横隔膜ヘルニアには、食道裂孔ヘルニア、ボックダレック孔ヘルニア、傍胸骨孔ヘルニアなどがあります。
また、先天性のものと後天性のものがあり、ボックダレック孔ヘルニア、傍胸骨孔ヘルニアなどは先天性で、食道裂孔ヘルニアは先天性の場合と後天性の場合があります。その他、後天性の横隔膜ヘルニアには、怪我などの外傷によるものがあります。
食道裂孔ヘルニアの名称にある「食道裂孔」とは、横隔膜を食道が通り抜ける穴のことをいいます。この部分を胃の一部が胸の方へ通り抜けてはみ出ている状態を食道裂孔ヘルニアといいます。
胃の入り口部分がそのまま穴を通り抜けてしまう「滑脱型」、胃の一部が摘まれたように穴を通り抜けてしまう「傍食道型」、その両方が合わさった「混合型」があります。
胃の入り口近辺が横隔膜を通り抜け、横隔膜に挟まったような状態となるため、胃の入り口近辺の組織が正常に機能しなくなり、逆流性食道炎が生じやすくなります。
食道裂孔ヘルニアの原因
先天性の食道裂孔ヘルニアの場合は、生まれつき食道裂孔の組織がもろかったり緩んでいたりして、食道裂孔が食道をしっかりと締めていないため、食道裂孔から胃などがはみ出してしまいます。
後天性の場合は、加齢により食道裂孔が緩んでくる場合や、肥満などにより腹圧が高くなり食道裂孔ヘルニアになることがあります。

■ **提供データ**
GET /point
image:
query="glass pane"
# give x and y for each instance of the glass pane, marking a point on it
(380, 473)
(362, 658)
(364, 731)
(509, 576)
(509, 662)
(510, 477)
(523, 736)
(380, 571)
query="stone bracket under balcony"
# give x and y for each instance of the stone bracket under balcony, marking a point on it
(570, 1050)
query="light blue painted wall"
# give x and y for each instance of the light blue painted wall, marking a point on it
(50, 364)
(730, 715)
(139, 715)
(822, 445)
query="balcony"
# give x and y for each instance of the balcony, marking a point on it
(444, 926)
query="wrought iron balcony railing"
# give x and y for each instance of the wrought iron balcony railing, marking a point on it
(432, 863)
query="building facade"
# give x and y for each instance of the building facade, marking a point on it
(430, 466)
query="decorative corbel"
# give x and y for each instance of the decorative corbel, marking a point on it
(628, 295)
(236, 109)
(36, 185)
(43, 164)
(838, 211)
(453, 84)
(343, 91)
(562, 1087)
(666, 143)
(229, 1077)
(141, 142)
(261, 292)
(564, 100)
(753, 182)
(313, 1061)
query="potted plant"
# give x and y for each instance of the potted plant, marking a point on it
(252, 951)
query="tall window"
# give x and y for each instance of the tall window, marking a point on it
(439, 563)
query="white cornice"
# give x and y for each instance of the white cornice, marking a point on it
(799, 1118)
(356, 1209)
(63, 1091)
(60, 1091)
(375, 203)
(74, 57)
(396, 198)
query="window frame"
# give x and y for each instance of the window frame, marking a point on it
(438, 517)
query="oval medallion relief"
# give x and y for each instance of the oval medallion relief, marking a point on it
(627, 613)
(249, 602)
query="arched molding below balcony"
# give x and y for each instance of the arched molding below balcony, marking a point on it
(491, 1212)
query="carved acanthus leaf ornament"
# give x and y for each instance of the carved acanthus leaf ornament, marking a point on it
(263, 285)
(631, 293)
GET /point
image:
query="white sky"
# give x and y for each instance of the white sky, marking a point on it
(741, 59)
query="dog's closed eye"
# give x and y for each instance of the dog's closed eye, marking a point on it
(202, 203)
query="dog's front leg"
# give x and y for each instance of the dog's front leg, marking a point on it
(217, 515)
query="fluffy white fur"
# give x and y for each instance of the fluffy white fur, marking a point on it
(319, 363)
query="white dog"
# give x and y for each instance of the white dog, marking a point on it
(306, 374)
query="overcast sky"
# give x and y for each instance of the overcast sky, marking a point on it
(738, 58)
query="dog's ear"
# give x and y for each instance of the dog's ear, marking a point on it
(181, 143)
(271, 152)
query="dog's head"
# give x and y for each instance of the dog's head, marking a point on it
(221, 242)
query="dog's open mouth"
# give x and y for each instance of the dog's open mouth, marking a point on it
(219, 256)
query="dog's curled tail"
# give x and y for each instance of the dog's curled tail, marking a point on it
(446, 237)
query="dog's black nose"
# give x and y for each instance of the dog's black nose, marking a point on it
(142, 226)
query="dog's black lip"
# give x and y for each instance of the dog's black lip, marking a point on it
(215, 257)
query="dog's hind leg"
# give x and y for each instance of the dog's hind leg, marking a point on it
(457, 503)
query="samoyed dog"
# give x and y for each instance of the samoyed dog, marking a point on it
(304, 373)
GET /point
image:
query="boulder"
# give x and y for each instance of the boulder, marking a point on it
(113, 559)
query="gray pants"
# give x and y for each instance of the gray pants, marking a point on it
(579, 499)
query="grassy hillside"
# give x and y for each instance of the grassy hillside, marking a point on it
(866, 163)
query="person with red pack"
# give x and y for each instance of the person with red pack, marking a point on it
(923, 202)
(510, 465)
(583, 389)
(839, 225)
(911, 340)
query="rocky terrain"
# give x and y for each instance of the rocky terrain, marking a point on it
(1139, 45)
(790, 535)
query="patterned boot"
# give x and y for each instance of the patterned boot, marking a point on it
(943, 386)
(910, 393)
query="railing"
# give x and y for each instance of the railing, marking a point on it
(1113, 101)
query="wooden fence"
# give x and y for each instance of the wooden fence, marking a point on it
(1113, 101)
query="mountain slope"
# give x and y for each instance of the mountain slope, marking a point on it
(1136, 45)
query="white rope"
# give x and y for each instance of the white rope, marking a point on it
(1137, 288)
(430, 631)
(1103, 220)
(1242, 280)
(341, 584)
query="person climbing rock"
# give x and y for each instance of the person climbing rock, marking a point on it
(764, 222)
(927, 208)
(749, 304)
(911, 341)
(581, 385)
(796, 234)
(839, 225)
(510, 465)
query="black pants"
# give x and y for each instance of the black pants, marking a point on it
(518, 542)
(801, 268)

■ **課題 A**
横隔膜ヘルニアについての原文によると、「食道裂孔」とは何を指しますか。
■ **課題 B**
横隔膜ヘルニアについての原文を、最後の文の後から書き継いでください。

■ **解答欄 A**
横隔膜を食道が通り抜ける穴のことです。

■ **解答欄 B**
また、慢性気管支炎などを発症している人の場合、咳をしたときにお腹に力が入って、お腹の圧力が上昇しますので、食道裂孔ヘルニアを引き起こしやすくなります。後天的な食道裂孔ヘルニアは年齢に関係なく発症するところに特徴があります。
食道裂孔ヘルニアの症状
胃の一部が穴を通り抜ける状態というのは、ゆるく膨らました風船の一部を手でつまむようなイメージで、つままれた部分が胸部へと飛び出している感じになります。
特に胃の入り口近くが穴を通って胸の方へはみ出てしている状態となるため、食道への逆流を防ぐ役割を果たしている胃の入り口部分が正常に機能しなくなり、逆流性食道炎を起こしたり、食道から出血したり、胃が十分に働かず栄養障害が起きたりします。また、胃の中でも出血や血の巡りが悪くなるといったことが起こります。
中でも逆流性食道炎を発症することが多く、逆流性食道炎が生じると食後に横になったときや、前かがみになったとき、重いものを持ち上げようとして力を入れたときなどに症状が悪化していきます。
ただ、「滑脱型」の食道裂孔ヘルニアは、多くの場合、食道裂孔を通り抜けている胃の部分が小さいことが多く、症状が現れない人がいたり、軽いことがあります。
食道裂孔ヘルニアの診断
食道裂孔ヘルニアは、バリウムを服用してX線撮影することや、内視鏡、食道内圧測定による検査で確認することができます。また、腹部のエコー検査については、食道への逆流状態をリアルタイムで確認できるため、特に乳児に対して有用とされています。
食道裂孔ヘルニアによる逆流性食道炎の予防・留意点など
「滑脱型」の食道裂孔ヘルニアについては、逆流性食道炎を発症することが多くなりますので、症状がない場合や軽度の場合は、食生活など、普段の生活を改善することによって、逆流性食道炎の悪化を抑えることができます。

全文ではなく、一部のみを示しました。